● Assignment
An acceptable answer contains every record below, unchanged, and no pictures.

● Data
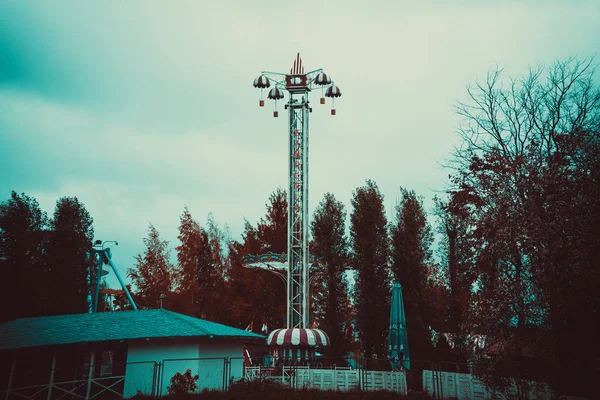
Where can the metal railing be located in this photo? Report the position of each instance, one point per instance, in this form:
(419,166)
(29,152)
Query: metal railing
(95,381)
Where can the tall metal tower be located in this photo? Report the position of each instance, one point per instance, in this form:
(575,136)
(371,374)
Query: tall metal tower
(298,85)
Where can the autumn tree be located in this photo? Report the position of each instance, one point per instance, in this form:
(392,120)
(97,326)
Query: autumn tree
(527,175)
(23,228)
(455,251)
(330,303)
(69,262)
(272,228)
(411,257)
(201,268)
(154,274)
(259,295)
(370,257)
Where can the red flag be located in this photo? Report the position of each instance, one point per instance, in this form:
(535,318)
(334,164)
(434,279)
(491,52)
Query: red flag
(247,359)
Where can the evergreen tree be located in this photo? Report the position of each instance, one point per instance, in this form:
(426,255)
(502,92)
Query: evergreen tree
(23,228)
(370,255)
(154,274)
(201,260)
(411,241)
(330,303)
(258,295)
(527,174)
(273,227)
(69,264)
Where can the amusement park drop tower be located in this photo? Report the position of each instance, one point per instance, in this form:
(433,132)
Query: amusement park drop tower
(298,85)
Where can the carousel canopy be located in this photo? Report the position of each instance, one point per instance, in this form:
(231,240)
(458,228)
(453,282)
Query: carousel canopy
(298,337)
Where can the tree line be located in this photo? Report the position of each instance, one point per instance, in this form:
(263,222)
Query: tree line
(516,268)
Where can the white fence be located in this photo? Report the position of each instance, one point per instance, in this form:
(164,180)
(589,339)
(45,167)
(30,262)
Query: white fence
(343,379)
(452,385)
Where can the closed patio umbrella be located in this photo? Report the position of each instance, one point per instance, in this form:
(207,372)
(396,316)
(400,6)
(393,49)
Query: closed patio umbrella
(398,338)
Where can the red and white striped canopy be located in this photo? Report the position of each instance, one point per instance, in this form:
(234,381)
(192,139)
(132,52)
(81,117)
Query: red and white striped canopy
(298,337)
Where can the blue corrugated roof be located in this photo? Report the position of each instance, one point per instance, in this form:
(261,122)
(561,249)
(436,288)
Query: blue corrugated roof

● Reply to the task
Where can the metal railing be located in this photo? Report the position of each instance, one point per instance, in this form:
(419,166)
(29,152)
Query: metal railing
(95,381)
Where can the tall metal tower be located in this photo? Report the position of each instance, one point per instance, in this form:
(575,136)
(371,374)
Query: tall metal tower
(298,85)
Where can the autumn tree be located in this photo? Report the position of each instance, one point per instance, in this form:
(392,120)
(97,326)
Query: autumn tree
(527,175)
(23,228)
(455,251)
(330,303)
(69,262)
(272,228)
(411,257)
(201,268)
(154,274)
(259,295)
(370,257)
Where can the red flag be located in this photo? Report the position of each instance, one point per instance, in this form:
(535,318)
(334,164)
(434,279)
(491,52)
Query: red flag
(247,359)
Where can the evergreen tree be located in this photo? Report the position of each instance, one point per instance, in this form:
(426,255)
(502,92)
Query: evergreen tree
(23,228)
(370,255)
(154,274)
(201,260)
(411,241)
(330,303)
(258,295)
(527,174)
(273,227)
(69,264)
Where can the amusement park drop tower be located in this photo? Report the position of each instance, one point per instance, in this form:
(433,132)
Query: amusement park drop tower
(298,85)
Where can the carousel canopy be located in this photo? Report the position of each instance, one point per instance, in this form:
(231,240)
(458,228)
(453,282)
Query: carousel canopy
(298,337)
Where can the tree line be located in this photo? Report the position of each instance, one point per instance, in this form:
(263,222)
Query: tree line
(516,268)
Where can the white fence be located in this photo? Report the position of each instance, one point per instance, in this form:
(164,180)
(589,339)
(45,167)
(30,262)
Query: white fence
(343,379)
(452,385)
Where can the closed patio umbrella be located in this photo? Report the position of each instance, one point per instance, in this form:
(207,372)
(396,316)
(400,6)
(393,49)
Query: closed patio umbrella
(398,338)
Where can the red and white striped canopy be located in this photo? Report the position of each instance, one point per instance, in this form:
(234,381)
(192,139)
(132,52)
(81,117)
Query: red and white striped canopy
(298,337)
Where can the blue corrugated roof be located in this photo? Report the position of each instance, one point per instance, in this form:
(261,122)
(561,249)
(436,288)
Query: blue corrugated roof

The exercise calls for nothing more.